Saved data entries
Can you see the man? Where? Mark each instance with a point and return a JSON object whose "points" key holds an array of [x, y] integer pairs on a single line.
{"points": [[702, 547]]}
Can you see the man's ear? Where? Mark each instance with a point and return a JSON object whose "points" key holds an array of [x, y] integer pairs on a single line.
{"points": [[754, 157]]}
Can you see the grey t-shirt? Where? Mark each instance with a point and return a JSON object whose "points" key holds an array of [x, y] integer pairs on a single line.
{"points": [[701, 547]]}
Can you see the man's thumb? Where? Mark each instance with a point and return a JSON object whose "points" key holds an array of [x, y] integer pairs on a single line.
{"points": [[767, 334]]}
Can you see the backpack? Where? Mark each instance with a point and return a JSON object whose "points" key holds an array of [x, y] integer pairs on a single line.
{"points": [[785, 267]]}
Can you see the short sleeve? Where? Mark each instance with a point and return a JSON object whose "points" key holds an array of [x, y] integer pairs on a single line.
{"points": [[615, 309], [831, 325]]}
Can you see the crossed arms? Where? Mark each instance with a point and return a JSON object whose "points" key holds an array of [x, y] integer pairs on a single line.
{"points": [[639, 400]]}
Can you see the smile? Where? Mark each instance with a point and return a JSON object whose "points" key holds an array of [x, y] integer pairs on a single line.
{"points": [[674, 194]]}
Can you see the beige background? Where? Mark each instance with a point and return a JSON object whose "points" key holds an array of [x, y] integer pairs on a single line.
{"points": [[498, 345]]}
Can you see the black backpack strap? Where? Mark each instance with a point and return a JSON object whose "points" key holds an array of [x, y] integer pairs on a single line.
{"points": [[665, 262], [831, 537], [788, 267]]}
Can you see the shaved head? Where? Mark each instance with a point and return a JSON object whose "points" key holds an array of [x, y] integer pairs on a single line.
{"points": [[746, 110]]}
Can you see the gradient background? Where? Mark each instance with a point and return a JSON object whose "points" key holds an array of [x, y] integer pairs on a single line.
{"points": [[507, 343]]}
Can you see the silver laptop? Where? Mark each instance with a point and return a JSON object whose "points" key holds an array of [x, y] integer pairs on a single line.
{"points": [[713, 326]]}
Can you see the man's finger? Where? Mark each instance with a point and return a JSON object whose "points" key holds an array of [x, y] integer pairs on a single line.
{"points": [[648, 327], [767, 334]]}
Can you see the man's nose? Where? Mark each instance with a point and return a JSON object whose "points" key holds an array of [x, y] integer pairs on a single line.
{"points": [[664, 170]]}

==

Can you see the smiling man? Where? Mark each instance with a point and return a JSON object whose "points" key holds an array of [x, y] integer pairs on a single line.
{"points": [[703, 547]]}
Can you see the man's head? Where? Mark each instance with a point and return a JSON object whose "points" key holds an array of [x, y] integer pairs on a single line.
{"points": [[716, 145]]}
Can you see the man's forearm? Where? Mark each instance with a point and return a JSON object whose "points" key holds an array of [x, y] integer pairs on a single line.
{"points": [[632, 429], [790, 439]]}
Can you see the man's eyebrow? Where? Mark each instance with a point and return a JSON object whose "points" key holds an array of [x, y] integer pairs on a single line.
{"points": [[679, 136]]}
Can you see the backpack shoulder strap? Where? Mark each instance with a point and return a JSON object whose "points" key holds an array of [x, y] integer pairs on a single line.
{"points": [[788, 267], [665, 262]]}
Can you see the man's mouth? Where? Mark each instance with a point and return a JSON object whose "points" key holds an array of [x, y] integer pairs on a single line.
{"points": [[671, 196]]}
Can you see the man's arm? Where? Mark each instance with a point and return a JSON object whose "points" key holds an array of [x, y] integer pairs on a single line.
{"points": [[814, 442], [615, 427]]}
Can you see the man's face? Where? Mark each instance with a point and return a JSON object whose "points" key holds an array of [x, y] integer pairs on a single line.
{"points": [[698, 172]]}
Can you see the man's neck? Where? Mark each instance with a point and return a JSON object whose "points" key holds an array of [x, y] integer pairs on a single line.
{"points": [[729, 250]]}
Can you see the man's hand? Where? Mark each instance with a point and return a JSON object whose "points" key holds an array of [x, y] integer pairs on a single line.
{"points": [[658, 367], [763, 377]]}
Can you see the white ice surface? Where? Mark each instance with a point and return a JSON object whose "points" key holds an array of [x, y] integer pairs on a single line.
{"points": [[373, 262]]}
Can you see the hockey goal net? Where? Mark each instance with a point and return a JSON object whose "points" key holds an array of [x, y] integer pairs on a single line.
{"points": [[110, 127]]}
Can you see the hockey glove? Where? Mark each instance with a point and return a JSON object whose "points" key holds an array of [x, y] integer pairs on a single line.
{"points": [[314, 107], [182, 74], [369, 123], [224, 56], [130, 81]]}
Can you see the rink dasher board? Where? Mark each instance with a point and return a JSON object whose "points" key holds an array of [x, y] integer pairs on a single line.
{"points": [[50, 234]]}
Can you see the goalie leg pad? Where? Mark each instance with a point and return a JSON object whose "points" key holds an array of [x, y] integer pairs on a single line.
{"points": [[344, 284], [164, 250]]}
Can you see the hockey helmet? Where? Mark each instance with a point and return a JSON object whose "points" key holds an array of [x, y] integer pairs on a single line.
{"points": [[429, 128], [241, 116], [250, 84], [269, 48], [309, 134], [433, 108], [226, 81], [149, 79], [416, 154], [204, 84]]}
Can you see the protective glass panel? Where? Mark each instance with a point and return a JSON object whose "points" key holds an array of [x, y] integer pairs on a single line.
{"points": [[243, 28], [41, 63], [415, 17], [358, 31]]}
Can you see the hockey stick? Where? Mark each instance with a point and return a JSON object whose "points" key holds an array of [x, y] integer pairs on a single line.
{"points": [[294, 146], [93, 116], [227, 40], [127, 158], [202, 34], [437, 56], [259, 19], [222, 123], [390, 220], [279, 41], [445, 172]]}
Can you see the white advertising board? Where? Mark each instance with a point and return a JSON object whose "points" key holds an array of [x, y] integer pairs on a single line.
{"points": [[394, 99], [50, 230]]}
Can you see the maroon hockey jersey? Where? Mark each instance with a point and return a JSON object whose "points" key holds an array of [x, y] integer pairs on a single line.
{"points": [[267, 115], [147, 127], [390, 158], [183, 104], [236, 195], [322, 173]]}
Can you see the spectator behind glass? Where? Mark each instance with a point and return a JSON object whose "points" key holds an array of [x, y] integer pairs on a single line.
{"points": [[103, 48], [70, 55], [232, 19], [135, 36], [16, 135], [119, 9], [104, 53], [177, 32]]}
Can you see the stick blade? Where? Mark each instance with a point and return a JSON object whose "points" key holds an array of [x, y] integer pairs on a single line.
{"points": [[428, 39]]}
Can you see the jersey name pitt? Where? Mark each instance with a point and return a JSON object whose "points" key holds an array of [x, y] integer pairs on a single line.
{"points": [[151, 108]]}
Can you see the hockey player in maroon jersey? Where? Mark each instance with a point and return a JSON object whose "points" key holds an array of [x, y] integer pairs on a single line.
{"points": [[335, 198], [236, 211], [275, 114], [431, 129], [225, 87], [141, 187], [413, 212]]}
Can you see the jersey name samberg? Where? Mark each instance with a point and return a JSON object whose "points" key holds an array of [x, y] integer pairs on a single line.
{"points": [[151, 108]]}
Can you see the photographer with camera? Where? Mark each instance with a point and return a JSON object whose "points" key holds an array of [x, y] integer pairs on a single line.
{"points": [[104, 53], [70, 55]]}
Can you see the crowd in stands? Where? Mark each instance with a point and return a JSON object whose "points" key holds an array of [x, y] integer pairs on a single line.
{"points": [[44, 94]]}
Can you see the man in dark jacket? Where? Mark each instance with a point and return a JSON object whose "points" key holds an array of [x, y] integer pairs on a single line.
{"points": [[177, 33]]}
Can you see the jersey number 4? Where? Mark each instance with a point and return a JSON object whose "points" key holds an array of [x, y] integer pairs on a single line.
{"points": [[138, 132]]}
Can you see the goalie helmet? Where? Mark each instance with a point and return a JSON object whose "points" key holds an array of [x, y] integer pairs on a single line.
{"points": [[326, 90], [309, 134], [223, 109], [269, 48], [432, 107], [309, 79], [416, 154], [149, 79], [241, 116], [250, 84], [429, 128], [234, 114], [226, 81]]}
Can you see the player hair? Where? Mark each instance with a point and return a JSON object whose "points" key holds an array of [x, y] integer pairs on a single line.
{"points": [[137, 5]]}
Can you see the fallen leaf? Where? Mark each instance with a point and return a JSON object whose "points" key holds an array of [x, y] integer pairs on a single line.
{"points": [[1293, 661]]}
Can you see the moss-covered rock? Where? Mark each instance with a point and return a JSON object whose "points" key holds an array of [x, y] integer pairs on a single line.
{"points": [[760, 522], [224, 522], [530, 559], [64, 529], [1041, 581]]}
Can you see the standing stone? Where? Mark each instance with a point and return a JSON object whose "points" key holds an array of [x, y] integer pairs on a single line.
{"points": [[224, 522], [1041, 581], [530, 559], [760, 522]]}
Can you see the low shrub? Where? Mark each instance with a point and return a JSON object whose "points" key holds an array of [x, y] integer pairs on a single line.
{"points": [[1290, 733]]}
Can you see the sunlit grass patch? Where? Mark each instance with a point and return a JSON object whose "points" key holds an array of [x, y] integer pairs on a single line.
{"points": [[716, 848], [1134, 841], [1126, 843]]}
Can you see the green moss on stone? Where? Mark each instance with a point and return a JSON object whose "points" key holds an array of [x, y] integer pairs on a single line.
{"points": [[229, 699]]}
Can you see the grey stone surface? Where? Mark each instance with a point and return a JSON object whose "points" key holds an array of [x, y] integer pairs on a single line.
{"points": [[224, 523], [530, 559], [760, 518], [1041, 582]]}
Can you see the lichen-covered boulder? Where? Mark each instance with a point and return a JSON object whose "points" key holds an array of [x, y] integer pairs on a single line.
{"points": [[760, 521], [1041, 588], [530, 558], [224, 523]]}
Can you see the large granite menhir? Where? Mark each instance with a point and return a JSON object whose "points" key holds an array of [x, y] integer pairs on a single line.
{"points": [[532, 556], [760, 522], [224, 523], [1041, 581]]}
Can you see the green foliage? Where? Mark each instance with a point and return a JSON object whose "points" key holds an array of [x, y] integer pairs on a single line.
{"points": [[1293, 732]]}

Stated problem |
How many lines in the saved data entries above contain the word "background"? Give only the number.

Result below |
2